╔══
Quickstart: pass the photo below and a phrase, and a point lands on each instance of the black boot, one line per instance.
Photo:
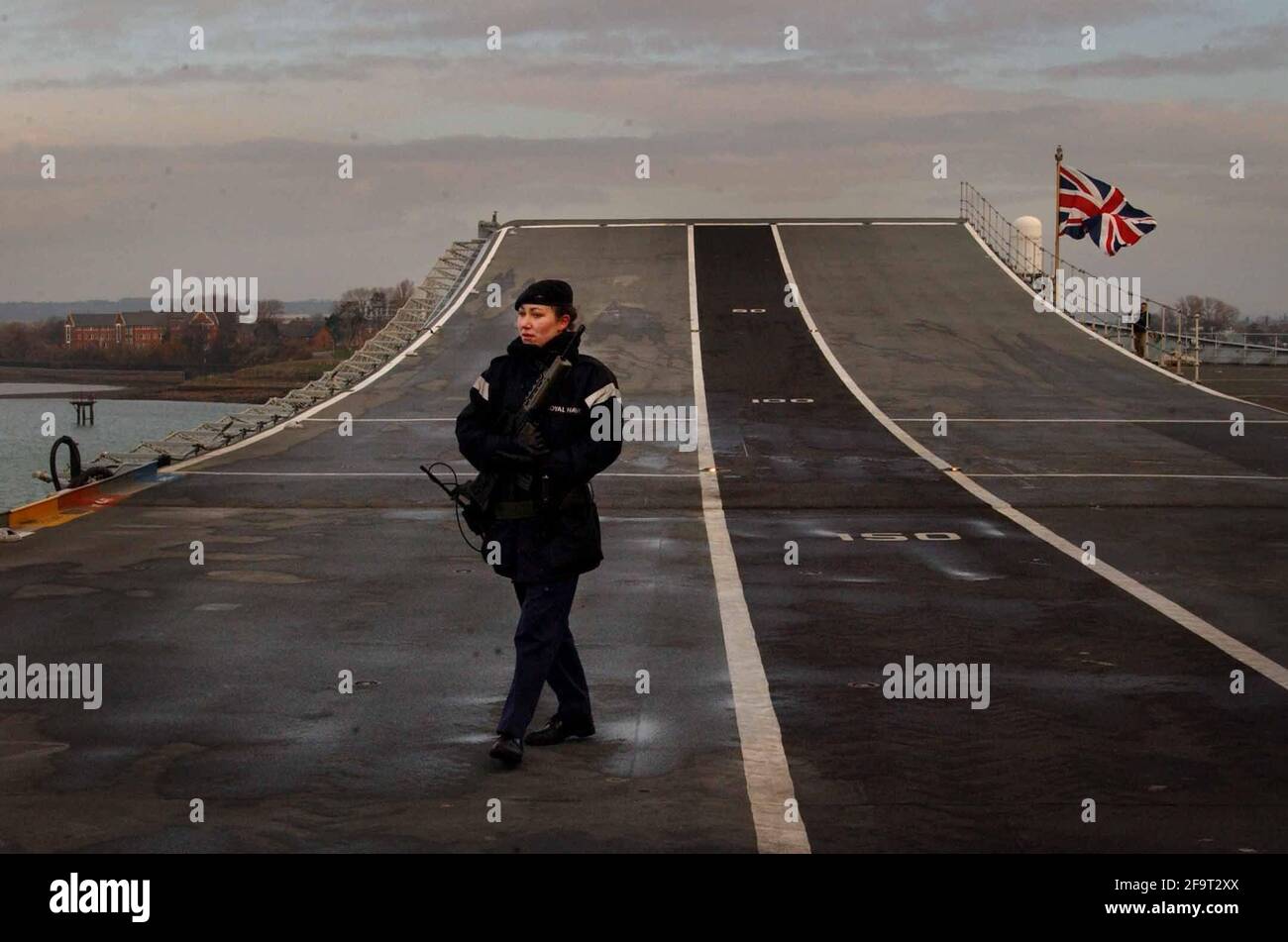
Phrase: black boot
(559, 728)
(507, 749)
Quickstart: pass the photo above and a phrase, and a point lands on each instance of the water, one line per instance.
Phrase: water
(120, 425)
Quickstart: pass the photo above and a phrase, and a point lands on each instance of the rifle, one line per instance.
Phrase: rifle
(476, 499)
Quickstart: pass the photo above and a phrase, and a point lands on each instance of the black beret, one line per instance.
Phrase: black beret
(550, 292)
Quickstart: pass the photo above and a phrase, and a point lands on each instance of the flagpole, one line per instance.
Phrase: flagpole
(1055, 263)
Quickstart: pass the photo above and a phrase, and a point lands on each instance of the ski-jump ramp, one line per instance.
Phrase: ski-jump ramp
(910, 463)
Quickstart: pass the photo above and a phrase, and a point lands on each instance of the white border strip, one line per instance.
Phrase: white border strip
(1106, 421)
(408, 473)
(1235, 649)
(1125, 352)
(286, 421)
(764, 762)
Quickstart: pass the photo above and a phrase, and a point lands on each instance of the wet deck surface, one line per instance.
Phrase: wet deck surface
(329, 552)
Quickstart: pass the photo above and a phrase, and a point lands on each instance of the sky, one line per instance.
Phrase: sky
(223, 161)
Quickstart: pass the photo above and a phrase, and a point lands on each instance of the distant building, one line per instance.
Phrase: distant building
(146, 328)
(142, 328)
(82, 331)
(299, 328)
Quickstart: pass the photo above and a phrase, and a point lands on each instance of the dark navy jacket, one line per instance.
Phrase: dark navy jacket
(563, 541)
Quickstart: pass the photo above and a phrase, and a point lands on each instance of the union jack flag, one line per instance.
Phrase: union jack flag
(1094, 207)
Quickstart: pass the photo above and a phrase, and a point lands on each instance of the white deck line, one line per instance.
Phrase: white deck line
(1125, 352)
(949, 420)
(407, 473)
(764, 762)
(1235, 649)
╚══
### Task objective:
Your output should be an exact copy of the lines from the one containing "strip, one line per instance." through the last line of the data above.

### Result:
Quickstart: pass the photo above and a phrase, and a point lands on each instance of the white border strip, one line per instance.
Phrase: white border strip
(1106, 421)
(408, 473)
(1235, 649)
(1125, 352)
(286, 421)
(764, 762)
Quickstart: pass the photo above and a phrase, and a point lands on each instance of the wet deck surface, one line per instance.
Phrase: wet deck surface
(329, 552)
Quickstart: pass the photo above and a phrase, and a point lands on each instance of the sky, one line per instance.
Phrase: sky
(223, 161)
Quickstart: pass the photo above and a phrase, and a point lands on each instance of the distant building, one line per instance.
Phrase: distant building
(146, 328)
(142, 328)
(82, 331)
(299, 328)
Quickstart: pass the photo above and a phrase, and a point lands on each instance of the dark navy jacket, one line per instance.
Phrase: dark navy jacket
(563, 541)
Quickstart: pass the photo above and a phrase, and a point lands on each instance of the union jack flag, one line per instance.
Phrase: union jack flag
(1094, 207)
Quickstart: pass the photo above and a phrase, and a point lands on each instance of the white deck line, one line per instance.
Phrase: white deck line
(1125, 352)
(949, 420)
(407, 473)
(764, 762)
(1235, 649)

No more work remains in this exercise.